[Set exercise]: Rewrite all the lines in the items below as one numbered list, skipping any blank lines.

[Data extract]:
□ □ □

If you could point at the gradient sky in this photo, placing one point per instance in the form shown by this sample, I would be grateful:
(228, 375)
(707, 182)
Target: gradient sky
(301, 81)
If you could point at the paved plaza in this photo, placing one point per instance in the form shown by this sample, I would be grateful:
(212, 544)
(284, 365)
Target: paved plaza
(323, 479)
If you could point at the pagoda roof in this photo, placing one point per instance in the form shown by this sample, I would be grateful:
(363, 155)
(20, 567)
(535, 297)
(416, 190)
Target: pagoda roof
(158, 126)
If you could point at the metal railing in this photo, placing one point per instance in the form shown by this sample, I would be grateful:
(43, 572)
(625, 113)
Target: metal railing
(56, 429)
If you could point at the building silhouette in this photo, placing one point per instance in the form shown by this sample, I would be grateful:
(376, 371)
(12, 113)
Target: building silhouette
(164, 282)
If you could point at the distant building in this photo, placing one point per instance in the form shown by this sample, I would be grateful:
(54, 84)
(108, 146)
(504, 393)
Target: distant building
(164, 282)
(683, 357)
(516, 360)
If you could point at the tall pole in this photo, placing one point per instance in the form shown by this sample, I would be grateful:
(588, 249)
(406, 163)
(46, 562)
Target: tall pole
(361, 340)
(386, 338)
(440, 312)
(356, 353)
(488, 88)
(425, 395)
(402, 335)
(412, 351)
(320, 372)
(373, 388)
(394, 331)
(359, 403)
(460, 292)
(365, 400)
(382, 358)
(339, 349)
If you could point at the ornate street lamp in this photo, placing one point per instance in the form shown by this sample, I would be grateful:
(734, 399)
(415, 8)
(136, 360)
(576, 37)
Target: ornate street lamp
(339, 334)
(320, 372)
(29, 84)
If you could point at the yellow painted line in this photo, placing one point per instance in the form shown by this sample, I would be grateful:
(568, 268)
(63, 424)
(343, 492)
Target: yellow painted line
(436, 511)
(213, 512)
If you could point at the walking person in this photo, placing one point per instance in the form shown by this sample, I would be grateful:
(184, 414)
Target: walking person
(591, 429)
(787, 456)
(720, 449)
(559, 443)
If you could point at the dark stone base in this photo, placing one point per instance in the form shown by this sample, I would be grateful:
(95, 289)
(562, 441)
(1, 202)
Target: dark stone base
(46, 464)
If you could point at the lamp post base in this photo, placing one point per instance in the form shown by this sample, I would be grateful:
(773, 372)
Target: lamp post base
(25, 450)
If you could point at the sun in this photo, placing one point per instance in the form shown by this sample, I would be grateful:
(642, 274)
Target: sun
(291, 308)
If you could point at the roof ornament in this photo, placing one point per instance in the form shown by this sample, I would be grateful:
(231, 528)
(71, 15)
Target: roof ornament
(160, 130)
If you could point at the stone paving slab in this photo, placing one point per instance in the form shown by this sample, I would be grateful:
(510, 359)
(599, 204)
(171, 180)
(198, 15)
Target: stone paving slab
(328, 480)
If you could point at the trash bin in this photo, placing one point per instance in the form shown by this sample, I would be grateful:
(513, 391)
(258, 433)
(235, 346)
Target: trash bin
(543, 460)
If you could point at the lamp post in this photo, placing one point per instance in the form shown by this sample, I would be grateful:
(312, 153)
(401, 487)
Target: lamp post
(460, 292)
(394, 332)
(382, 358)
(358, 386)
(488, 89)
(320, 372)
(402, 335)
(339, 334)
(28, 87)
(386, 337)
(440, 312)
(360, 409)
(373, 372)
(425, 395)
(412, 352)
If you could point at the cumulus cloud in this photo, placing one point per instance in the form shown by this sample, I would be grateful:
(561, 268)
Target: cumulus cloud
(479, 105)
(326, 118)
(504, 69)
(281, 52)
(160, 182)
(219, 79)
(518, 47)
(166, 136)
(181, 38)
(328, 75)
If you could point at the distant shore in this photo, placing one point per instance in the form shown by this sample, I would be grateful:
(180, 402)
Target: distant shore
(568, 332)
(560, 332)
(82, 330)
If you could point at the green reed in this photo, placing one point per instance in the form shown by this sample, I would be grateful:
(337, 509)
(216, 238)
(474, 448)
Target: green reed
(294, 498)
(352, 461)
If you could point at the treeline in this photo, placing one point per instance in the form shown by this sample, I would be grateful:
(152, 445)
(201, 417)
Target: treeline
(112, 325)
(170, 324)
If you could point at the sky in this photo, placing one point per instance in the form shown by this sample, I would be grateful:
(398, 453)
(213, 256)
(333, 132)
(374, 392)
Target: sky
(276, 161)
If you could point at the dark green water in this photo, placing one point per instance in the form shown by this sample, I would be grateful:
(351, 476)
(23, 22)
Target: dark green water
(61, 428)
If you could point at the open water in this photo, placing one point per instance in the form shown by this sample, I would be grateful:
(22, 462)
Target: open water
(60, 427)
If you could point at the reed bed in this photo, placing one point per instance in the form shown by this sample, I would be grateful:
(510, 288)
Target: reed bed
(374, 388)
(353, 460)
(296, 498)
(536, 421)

□ □ □

[Completed exercise]:
1. If you could point at the gradient sky in this photo, placing one point per instance in the form shown by this sample, I would be grateful:
2. (228, 375)
3. (707, 182)
4. Target: gradient sky
5. (301, 81)
6. If you could point at the paved plaza in this photo, placing one point per instance in the form shown by this sample, I would be grateful:
7. (212, 544)
8. (284, 365)
9. Target: paved plaza
10. (323, 479)
11. If you could point at the pagoda roof in this photo, placing one point per instance in the form shown by this sample, I would be grateful:
12. (363, 155)
13. (20, 567)
14. (535, 297)
15. (416, 190)
16. Target: pagoda roof
17. (158, 126)
18. If you could point at the metal railing in this photo, placing one point per instance in the form shown by this sample, I would be grateful:
19. (43, 572)
20. (625, 113)
21. Target: metal railing
22. (56, 429)
23. If you could point at the building silhouette in this photo, placing one point per instance in the form shown by this sample, I would be grateful:
24. (376, 371)
25. (12, 113)
26. Target: building silhouette
27. (164, 282)
28. If you could point at the distant building in this photo, placing one point per instance in the form shown by this sample, I would be grateful:
29. (54, 84)
30. (108, 146)
31. (504, 393)
32. Target: distant building
33. (164, 282)
34. (683, 357)
35. (516, 360)
36. If you could point at the tall pole in this photo, placing one point per instance in the form shown by this sample, I would be grateful:
37. (588, 249)
38. (406, 163)
39. (46, 562)
40. Target: tall pole
41. (361, 340)
42. (386, 338)
43. (440, 312)
44. (356, 353)
45. (488, 88)
46. (425, 395)
47. (402, 335)
48. (412, 351)
49. (320, 372)
50. (373, 388)
51. (394, 331)
52. (359, 403)
53. (460, 292)
54. (365, 400)
55. (382, 358)
56. (339, 349)
57. If you could point at the ornate street lamp in this photo, placing one point per instance in the form shown by this sample, I would be grateful:
58. (734, 399)
59. (415, 8)
60. (136, 360)
61. (576, 37)
62. Target: ornate street lamp
63. (339, 334)
64. (320, 372)
65. (29, 84)
66. If you could point at the yellow painted line in this photo, placing one point per instance in the form shown by this sample, I would be grateful:
67. (568, 268)
68. (63, 424)
69. (343, 492)
70. Target: yellow painted line
71. (436, 511)
72. (213, 512)
73. If you could point at the walking person in this photo, placing one point per instance in the form shown by this sample, I would be grateful:
74. (184, 414)
75. Target: walking person
76. (591, 429)
77. (787, 456)
78. (720, 449)
79. (559, 443)
80. If you could point at the dark stone base in this photo, placing one point per instance in the form shown by this sample, I would be grateful:
81. (95, 289)
82. (562, 441)
83. (1, 202)
84. Target: dark stone base
85. (46, 464)
86. If you could point at the lamp post base in this photo, placing one point per instance in the form shown by this sample, I would be grateful:
87. (773, 372)
88. Target: lamp post base
89. (25, 450)
90. If you could point at the sun in this photo, placing one point per instance in the form shown by this sample, I would be grateful:
91. (642, 274)
92. Target: sun
93. (291, 308)
94. If you could point at the roof ornament in this photo, placing one point per instance in the form shown by this sample, I would be grateful:
95. (231, 528)
96. (71, 15)
97. Target: roof ornament
98. (160, 130)
99. If you could point at the stone paving slab in this photo, placing one point per instance in the form shown by this sample, I would be grateful:
100. (510, 359)
101. (599, 204)
102. (171, 180)
103. (198, 15)
104. Target: stone paving slab
105. (328, 480)
106. If you could point at the trash bin in this photo, placing one point per instance in the form shown by this sample, I would be grateful:
107. (513, 391)
108. (258, 433)
109. (235, 346)
110. Target: trash bin
111. (543, 460)
112. If you could point at the lamp post in this photo, placing one point per instance in the form shown by this sample, I would be grateful:
113. (312, 153)
114. (401, 487)
115. Target: lamp post
116. (460, 292)
117. (394, 332)
118. (382, 358)
119. (358, 386)
120. (488, 89)
121. (320, 372)
122. (402, 335)
123. (339, 334)
124. (28, 87)
125. (386, 337)
126. (440, 312)
127. (360, 409)
128. (373, 372)
129. (425, 395)
130. (412, 352)
131. If you could point at the cumulus cloud in this photo, placing one point per instance in the form shown by this sample, I would be grateful:
132. (561, 268)
133. Target: cumulus cloud
134. (479, 105)
135. (326, 118)
136. (504, 69)
137. (281, 52)
138. (160, 182)
139. (219, 79)
140. (518, 47)
141. (166, 136)
142. (181, 38)
143. (328, 75)
144. If you could point at the distant shore in this photo, placing one point per instance in the form shown by this sample, I would be grateful:
145. (180, 402)
146. Target: distant shore
147. (568, 332)
148. (560, 332)
149. (82, 330)
150. If you could point at the green reed in this photo, placing one point per instance in the form shown by this sample, I would be grateful:
151. (337, 509)
152. (216, 238)
153. (474, 448)
154. Target: green reed
155. (294, 498)
156. (352, 461)
157. If you could point at the treeline in this photo, placing one point per instance in the form shown by this sample, I would be grateful:
158. (152, 445)
159. (201, 417)
160. Target: treeline
161. (112, 325)
162. (170, 324)
163. If you could point at the sky in this photo, placing one point per instance in the form shown by this sample, I would be grateful:
164. (398, 453)
165. (213, 256)
166. (333, 132)
167. (374, 392)
168. Target: sky
169. (276, 161)
170. If you could point at the dark green water in this photo, placing one point per instance in the form shown by this sample, I would be grateful:
171. (351, 476)
172. (23, 22)
173. Target: dark green water
174. (61, 428)
175. If you could point at the open water in this photo, placing one point per instance in the form shown by this sample, I would be grateful:
176. (22, 462)
177. Target: open water
178. (60, 427)
179. If you could point at the reed bed in this photo, placing one point per instance in the form shown by this sample, I would be grateful:
180. (510, 288)
181. Target: reed bed
182. (374, 388)
183. (353, 460)
184. (296, 498)
185. (536, 421)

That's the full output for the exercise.